PROBLEM DETAILS> Repeat all of the records verbatim.

Dataset entries>
+---+

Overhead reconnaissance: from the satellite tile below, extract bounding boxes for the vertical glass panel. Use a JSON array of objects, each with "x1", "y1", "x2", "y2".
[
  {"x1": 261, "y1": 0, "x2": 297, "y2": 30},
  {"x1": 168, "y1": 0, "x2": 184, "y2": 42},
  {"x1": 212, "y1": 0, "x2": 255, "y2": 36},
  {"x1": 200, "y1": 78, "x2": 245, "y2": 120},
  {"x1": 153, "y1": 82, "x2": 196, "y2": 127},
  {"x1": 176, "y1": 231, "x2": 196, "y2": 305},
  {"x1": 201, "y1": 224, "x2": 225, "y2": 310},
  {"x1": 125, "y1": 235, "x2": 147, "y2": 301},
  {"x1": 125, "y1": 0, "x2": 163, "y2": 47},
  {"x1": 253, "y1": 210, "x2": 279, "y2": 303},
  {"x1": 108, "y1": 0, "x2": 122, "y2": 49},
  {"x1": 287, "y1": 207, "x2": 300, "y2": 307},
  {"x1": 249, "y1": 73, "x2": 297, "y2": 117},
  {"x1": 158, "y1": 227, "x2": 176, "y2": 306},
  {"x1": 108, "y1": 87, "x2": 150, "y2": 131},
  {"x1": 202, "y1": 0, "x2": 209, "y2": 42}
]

+---+

WRITTEN RESPONSE>
Overhead reconnaissance: from the satellite tile below, extract bounding boxes for the vertical glass panel. Use a JSON array of objects, each with "x1", "y1", "x2", "y2".
[
  {"x1": 261, "y1": 0, "x2": 297, "y2": 30},
  {"x1": 168, "y1": 0, "x2": 184, "y2": 42},
  {"x1": 212, "y1": 0, "x2": 255, "y2": 36},
  {"x1": 200, "y1": 78, "x2": 245, "y2": 120},
  {"x1": 153, "y1": 82, "x2": 196, "y2": 127},
  {"x1": 176, "y1": 231, "x2": 196, "y2": 305},
  {"x1": 201, "y1": 224, "x2": 225, "y2": 310},
  {"x1": 125, "y1": 235, "x2": 147, "y2": 301},
  {"x1": 125, "y1": 0, "x2": 163, "y2": 47},
  {"x1": 253, "y1": 210, "x2": 279, "y2": 303},
  {"x1": 108, "y1": 0, "x2": 122, "y2": 49},
  {"x1": 287, "y1": 207, "x2": 300, "y2": 307},
  {"x1": 249, "y1": 73, "x2": 297, "y2": 117},
  {"x1": 158, "y1": 227, "x2": 176, "y2": 306},
  {"x1": 108, "y1": 87, "x2": 150, "y2": 131},
  {"x1": 202, "y1": 0, "x2": 209, "y2": 42}
]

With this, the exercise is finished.